- [Work to complete] Where a line contains the word "basketball", copy that line from the records below.

Segment Start: Source material

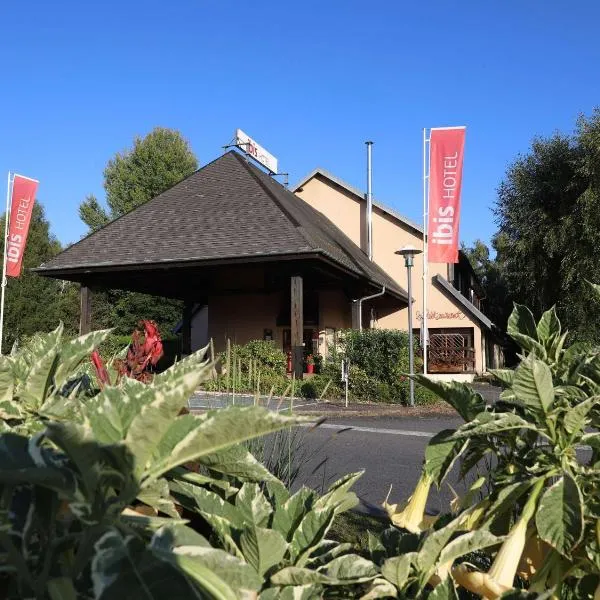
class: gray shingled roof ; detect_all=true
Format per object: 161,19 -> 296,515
37,151 -> 407,301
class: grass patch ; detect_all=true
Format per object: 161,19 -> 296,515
329,510 -> 389,556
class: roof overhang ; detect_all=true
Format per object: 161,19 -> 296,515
35,251 -> 408,305
432,274 -> 494,331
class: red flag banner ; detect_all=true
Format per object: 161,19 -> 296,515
6,175 -> 39,278
427,127 -> 466,263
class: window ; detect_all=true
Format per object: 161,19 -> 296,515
427,327 -> 475,373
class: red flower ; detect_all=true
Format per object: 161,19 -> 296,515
91,350 -> 110,387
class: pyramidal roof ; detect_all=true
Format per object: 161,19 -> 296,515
37,151 -> 407,300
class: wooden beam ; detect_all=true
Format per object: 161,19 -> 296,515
182,301 -> 193,356
290,275 -> 304,379
79,286 -> 91,335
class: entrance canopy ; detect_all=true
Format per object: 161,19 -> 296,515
36,151 -> 408,373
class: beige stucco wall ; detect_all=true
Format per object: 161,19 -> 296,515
208,292 -> 280,352
296,176 -> 485,374
208,288 -> 354,362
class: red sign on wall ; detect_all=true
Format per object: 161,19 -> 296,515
6,175 -> 39,278
428,127 -> 466,264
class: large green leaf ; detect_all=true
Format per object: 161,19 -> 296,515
314,471 -> 362,514
198,445 -> 279,482
260,584 -> 323,599
424,430 -> 466,486
513,357 -> 554,413
563,396 -> 600,436
126,371 -> 206,479
272,487 -> 316,541
381,554 -> 414,589
158,545 -> 262,600
536,307 -> 561,344
0,358 -> 15,404
144,406 -> 312,484
428,576 -> 459,600
324,554 -> 378,582
0,399 -> 23,420
438,530 -> 500,566
450,412 -> 544,440
85,386 -> 154,444
0,432 -> 75,493
53,329 -> 112,391
235,483 -> 272,527
151,345 -> 211,386
508,304 -> 538,341
136,477 -> 179,518
410,375 -> 486,421
489,369 -> 515,388
19,325 -> 62,409
91,530 -> 206,600
290,507 -> 335,567
270,567 -> 330,586
361,578 -> 399,599
169,479 -> 245,528
535,474 -> 584,556
150,523 -> 211,551
483,481 -> 536,528
240,526 -> 287,576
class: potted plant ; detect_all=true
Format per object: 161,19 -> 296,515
306,354 -> 315,374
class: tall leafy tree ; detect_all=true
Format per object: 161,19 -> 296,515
494,109 -> 600,341
79,127 -> 198,230
79,128 -> 199,335
461,238 -> 512,332
0,203 -> 79,348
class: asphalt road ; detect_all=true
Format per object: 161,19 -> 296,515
192,384 -> 501,513
292,414 -> 467,513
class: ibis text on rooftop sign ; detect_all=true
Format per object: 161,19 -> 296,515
235,129 -> 278,174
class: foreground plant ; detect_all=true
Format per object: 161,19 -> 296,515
0,328 -> 321,598
376,290 -> 600,598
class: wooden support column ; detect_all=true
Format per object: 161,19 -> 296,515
79,285 -> 91,335
291,275 -> 303,380
182,301 -> 193,356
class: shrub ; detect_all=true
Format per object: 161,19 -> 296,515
341,328 -> 416,386
300,374 -> 341,400
413,382 -> 439,405
230,339 -> 287,375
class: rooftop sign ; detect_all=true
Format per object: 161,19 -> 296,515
235,129 -> 278,174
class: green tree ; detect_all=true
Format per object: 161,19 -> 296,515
79,127 -> 198,230
0,203 -> 79,348
461,238 -> 513,331
78,128 -> 199,336
493,108 -> 600,341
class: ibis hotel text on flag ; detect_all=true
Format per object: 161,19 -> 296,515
428,127 -> 466,264
6,175 -> 39,278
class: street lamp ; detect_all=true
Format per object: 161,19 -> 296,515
395,246 -> 423,407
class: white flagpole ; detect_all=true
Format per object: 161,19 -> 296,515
422,129 -> 429,375
0,172 -> 11,355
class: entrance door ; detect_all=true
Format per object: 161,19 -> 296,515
283,328 -> 317,370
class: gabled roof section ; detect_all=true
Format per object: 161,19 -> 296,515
433,274 -> 494,330
37,151 -> 407,301
293,167 -> 423,235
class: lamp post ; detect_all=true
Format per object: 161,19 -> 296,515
395,246 -> 423,407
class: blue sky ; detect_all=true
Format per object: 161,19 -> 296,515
1,0 -> 599,249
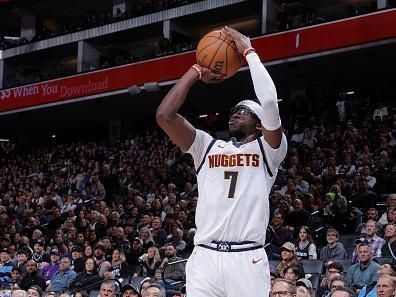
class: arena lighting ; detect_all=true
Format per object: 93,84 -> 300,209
277,98 -> 283,102
0,138 -> 10,142
199,112 -> 219,118
346,91 -> 355,95
51,134 -> 56,138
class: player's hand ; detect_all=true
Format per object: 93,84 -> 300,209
222,26 -> 252,55
194,65 -> 225,83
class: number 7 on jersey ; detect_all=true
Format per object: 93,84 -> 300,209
224,171 -> 239,198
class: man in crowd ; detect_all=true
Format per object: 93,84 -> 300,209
271,279 -> 297,297
41,248 -> 61,285
47,256 -> 77,292
99,281 -> 117,297
157,244 -> 185,289
31,239 -> 50,270
142,284 -> 166,297
70,245 -> 85,273
18,260 -> 46,290
347,243 -> 380,290
377,274 -> 396,297
121,284 -> 141,297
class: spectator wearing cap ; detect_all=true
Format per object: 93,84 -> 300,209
93,243 -> 111,277
27,285 -> 43,297
139,277 -> 153,295
18,260 -> 46,291
41,249 -> 61,284
31,239 -> 50,269
121,284 -> 141,297
70,258 -> 101,293
276,242 -> 299,277
296,278 -> 313,297
47,256 -> 77,292
125,237 -> 145,275
71,245 -> 86,273
347,243 -> 380,290
320,229 -> 348,262
0,247 -> 14,285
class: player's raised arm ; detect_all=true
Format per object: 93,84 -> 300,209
223,26 -> 282,149
156,65 -> 224,151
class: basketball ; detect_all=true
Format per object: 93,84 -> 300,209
196,30 -> 243,78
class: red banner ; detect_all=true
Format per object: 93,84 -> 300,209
1,9 -> 396,113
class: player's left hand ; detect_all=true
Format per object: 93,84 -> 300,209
222,26 -> 252,55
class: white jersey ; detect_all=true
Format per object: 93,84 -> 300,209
186,129 -> 287,245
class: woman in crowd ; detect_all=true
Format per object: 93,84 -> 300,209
139,246 -> 162,277
139,227 -> 155,250
295,226 -> 317,260
84,244 -> 93,258
381,223 -> 396,260
276,242 -> 299,277
105,248 -> 130,278
71,258 -> 101,293
284,264 -> 305,283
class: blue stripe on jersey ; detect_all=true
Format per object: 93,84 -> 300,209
196,138 -> 217,175
257,137 -> 273,177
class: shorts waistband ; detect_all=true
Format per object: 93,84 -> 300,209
198,241 -> 263,252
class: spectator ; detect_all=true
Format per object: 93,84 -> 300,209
18,260 -> 46,290
27,285 -> 43,297
376,274 -> 396,297
139,247 -> 161,277
373,102 -> 389,122
47,256 -> 77,292
98,281 -> 117,297
126,237 -> 145,275
295,226 -> 317,260
330,287 -> 356,297
151,217 -> 167,247
142,283 -> 166,297
284,264 -> 305,283
41,249 -> 61,285
379,195 -> 396,225
104,248 -> 129,279
381,224 -> 396,260
355,220 -> 385,259
276,242 -> 299,277
71,258 -> 102,292
14,249 -> 29,272
296,278 -> 313,297
71,245 -> 86,273
120,284 -> 140,297
156,244 -> 185,290
0,248 -> 14,285
269,212 -> 290,256
31,239 -> 50,270
320,229 -> 348,262
7,266 -> 22,288
358,263 -> 396,297
288,199 -> 311,237
320,261 -> 344,289
355,208 -> 380,238
271,279 -> 297,297
93,243 -> 111,277
347,243 -> 380,290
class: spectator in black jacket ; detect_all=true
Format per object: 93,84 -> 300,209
18,260 -> 46,290
70,258 -> 102,293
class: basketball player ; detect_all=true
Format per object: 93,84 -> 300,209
156,26 -> 287,297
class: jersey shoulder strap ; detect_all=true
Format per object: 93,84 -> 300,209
257,137 -> 273,177
196,138 -> 217,175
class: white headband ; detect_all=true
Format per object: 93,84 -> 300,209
235,100 -> 264,126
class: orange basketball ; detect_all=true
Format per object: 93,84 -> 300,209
196,30 -> 243,78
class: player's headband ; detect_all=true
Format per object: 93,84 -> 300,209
234,100 -> 264,125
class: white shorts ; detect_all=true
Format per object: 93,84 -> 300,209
186,245 -> 270,297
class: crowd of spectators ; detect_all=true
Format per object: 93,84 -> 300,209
0,94 -> 395,297
0,0 -> 202,50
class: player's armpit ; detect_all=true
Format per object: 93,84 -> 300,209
156,113 -> 196,152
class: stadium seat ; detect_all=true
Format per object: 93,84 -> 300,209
301,259 -> 323,275
335,259 -> 353,273
308,273 -> 320,296
345,246 -> 356,258
374,257 -> 393,265
339,235 -> 357,247
269,260 -> 280,269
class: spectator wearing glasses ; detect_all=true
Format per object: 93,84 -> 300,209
270,279 -> 297,297
320,229 -> 348,262
330,287 -> 356,297
47,256 -> 77,292
329,275 -> 349,291
347,243 -> 380,291
319,261 -> 344,296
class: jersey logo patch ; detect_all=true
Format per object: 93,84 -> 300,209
252,257 -> 264,264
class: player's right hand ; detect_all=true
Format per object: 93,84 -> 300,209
202,67 -> 225,83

Segment End: Source material

- [Result below]
class: basketball ; detect_all=true
class: basketball player ; detect_all=true
class: orange basketball ; detect_all=true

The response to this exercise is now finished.